**GOAL**
Which lines in the rows below contain the word "distant"? Extract each of them in full, counting only matches with the same capitalization.
### PROVIDED DATA
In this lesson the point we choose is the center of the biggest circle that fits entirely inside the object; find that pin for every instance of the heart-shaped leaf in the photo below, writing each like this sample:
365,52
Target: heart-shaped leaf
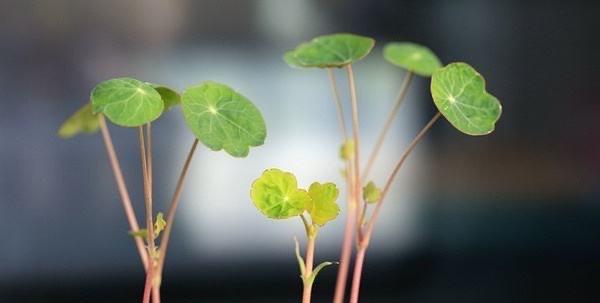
412,57
458,91
277,196
169,96
127,102
82,121
371,193
323,208
223,119
335,50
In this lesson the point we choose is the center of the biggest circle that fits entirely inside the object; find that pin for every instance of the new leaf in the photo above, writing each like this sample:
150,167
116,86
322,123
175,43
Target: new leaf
458,91
223,119
127,102
277,196
337,50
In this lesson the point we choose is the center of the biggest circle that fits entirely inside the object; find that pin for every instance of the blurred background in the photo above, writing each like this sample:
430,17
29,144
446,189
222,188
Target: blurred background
510,217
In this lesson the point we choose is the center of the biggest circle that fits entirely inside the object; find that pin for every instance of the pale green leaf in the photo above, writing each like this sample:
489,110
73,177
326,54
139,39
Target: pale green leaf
323,208
371,193
335,50
169,96
458,91
277,196
412,57
127,102
223,119
82,121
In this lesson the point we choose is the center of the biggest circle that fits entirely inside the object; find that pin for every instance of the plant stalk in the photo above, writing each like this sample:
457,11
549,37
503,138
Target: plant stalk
388,123
164,243
310,255
123,192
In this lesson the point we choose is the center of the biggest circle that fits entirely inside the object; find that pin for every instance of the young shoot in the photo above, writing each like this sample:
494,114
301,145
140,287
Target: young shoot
277,196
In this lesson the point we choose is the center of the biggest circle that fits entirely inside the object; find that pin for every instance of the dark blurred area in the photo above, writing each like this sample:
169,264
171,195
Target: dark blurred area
510,217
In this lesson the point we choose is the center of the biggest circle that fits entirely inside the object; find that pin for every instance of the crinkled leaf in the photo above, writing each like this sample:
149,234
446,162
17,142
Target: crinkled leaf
277,196
335,50
323,208
127,102
371,193
82,121
458,91
223,119
347,150
169,96
412,57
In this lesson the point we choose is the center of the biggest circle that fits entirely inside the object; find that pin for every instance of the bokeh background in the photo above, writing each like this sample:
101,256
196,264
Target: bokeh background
510,217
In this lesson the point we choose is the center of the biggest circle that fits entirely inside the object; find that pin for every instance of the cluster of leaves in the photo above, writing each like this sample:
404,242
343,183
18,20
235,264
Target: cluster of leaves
219,117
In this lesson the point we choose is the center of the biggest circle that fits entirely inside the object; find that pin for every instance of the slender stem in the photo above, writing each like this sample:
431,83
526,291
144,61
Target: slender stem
310,255
390,179
125,199
358,266
338,103
388,123
164,243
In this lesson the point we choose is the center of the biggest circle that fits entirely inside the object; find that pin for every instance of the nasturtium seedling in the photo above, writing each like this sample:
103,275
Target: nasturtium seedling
169,96
458,91
221,118
82,121
322,207
337,50
371,193
127,102
277,196
412,57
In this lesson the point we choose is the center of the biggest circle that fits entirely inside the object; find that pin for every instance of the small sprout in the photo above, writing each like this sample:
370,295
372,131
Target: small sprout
169,96
277,196
458,92
412,57
323,208
337,50
127,102
159,224
371,193
223,119
347,150
82,121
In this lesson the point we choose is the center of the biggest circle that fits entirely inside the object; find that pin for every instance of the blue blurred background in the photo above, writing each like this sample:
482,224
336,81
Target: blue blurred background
510,217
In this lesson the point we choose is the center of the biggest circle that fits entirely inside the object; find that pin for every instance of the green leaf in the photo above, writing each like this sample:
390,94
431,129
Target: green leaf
335,50
82,121
412,57
169,96
277,196
159,224
371,193
458,91
142,233
323,208
347,150
127,102
223,119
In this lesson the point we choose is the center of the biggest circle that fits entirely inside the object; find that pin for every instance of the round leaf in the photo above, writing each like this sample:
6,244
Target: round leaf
335,50
169,96
82,121
323,208
277,196
223,119
412,57
127,102
458,91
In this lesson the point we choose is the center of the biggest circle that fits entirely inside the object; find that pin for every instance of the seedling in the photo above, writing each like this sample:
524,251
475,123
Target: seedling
458,92
219,117
277,196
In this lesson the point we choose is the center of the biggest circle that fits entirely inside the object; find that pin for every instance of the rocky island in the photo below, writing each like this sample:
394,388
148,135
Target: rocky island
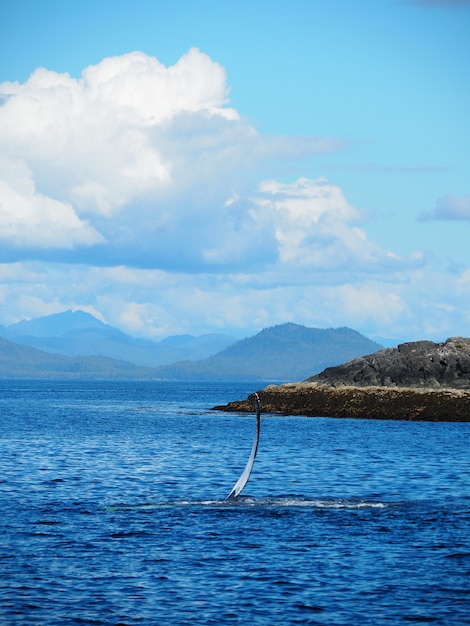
419,380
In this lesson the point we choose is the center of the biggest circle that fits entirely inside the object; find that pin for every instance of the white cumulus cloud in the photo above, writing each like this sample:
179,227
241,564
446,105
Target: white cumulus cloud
141,157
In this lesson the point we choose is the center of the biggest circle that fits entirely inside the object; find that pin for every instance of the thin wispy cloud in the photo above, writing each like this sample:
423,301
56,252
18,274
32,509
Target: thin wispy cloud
450,207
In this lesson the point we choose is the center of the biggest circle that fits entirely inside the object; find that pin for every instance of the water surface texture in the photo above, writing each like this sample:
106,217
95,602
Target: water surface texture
113,511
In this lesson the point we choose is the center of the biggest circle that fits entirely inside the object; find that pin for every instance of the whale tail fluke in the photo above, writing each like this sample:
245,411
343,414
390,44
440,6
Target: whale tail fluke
241,482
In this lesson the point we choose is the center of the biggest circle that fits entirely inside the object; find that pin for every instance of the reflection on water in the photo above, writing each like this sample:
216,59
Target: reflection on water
114,512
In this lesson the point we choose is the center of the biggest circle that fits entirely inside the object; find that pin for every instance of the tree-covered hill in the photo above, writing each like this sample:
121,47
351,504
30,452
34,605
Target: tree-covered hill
288,352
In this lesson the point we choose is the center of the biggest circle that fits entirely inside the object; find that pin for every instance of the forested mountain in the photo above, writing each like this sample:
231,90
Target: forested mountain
76,333
287,352
18,361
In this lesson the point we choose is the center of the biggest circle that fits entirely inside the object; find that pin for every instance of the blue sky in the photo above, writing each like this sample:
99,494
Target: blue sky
200,166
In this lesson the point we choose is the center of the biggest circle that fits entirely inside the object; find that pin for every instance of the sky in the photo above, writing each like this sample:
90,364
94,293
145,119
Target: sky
201,166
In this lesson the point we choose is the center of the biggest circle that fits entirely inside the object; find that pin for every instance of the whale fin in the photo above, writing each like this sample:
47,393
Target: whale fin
241,482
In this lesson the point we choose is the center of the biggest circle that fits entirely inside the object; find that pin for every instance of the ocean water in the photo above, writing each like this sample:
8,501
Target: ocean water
112,512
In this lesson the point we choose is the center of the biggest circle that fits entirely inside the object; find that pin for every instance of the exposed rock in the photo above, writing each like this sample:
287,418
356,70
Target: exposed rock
414,364
399,403
420,380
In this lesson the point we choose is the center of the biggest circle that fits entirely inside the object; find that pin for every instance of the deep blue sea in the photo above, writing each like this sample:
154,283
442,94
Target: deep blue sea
112,512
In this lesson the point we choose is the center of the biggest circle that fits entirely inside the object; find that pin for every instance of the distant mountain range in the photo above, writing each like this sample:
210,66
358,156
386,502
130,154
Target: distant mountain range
77,345
76,333
287,352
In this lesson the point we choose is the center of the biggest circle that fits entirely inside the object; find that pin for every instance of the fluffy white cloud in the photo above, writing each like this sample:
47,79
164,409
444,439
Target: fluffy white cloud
31,219
141,157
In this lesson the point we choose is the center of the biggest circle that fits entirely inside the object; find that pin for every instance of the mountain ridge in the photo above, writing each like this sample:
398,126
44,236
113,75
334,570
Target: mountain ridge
275,353
77,333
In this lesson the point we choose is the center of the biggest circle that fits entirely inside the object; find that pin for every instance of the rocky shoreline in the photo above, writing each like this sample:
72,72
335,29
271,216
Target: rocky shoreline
417,381
398,403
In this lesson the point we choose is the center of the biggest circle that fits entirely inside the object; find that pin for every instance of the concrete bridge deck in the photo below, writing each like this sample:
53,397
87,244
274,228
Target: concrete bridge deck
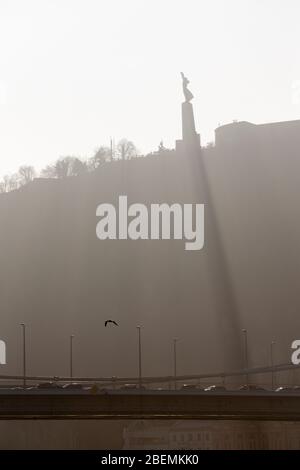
150,405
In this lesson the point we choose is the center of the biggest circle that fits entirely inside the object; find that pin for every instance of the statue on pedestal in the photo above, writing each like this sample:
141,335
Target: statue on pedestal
187,93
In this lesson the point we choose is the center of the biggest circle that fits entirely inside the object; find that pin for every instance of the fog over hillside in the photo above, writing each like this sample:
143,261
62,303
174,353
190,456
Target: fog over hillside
57,277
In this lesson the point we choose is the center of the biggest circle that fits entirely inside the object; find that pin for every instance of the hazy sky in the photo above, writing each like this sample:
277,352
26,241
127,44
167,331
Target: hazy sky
75,72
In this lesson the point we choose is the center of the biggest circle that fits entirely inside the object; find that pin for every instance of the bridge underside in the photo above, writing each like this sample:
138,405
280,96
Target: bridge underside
150,406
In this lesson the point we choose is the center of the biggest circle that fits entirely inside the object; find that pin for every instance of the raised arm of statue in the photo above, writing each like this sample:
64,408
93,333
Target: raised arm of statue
187,93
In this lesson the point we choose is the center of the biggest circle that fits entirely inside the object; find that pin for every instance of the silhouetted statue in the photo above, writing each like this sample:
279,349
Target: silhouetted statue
187,94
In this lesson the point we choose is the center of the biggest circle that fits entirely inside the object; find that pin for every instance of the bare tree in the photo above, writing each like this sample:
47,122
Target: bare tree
126,149
102,154
12,182
26,174
64,167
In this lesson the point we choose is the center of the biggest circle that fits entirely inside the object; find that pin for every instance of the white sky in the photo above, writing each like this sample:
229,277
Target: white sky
75,72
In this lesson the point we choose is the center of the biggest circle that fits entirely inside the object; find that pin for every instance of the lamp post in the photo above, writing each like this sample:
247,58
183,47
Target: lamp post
140,356
175,361
71,355
272,363
24,353
246,353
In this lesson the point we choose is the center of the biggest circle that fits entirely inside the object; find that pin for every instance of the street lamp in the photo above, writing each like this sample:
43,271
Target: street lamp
140,356
246,353
272,363
175,361
24,353
71,355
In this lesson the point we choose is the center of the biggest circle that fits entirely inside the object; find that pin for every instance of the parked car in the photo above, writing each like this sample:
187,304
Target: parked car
132,387
215,388
189,387
252,388
48,385
73,386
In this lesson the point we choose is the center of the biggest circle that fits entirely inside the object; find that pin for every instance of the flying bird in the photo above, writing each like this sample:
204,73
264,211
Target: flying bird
111,321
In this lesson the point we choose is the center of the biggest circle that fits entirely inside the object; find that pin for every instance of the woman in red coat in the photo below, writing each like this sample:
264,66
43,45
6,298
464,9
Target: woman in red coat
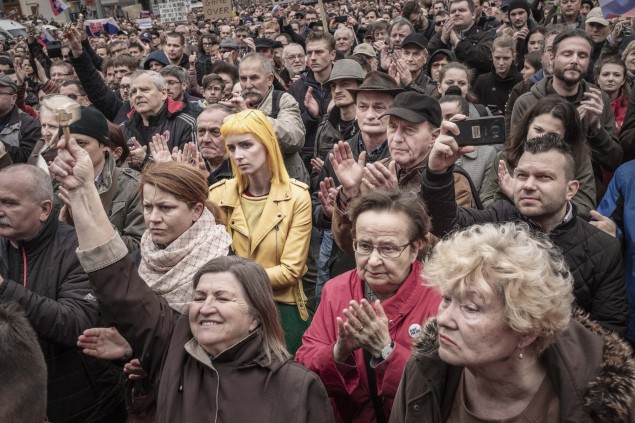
######
**ANSWER TO THIS TASK**
In this lesson the point we choose is the center of the biggest circle that fits entirely inside the object; find that pin for every instance of the distant mountain range in the photo above, writing each like this sample:
Target: distant mountain range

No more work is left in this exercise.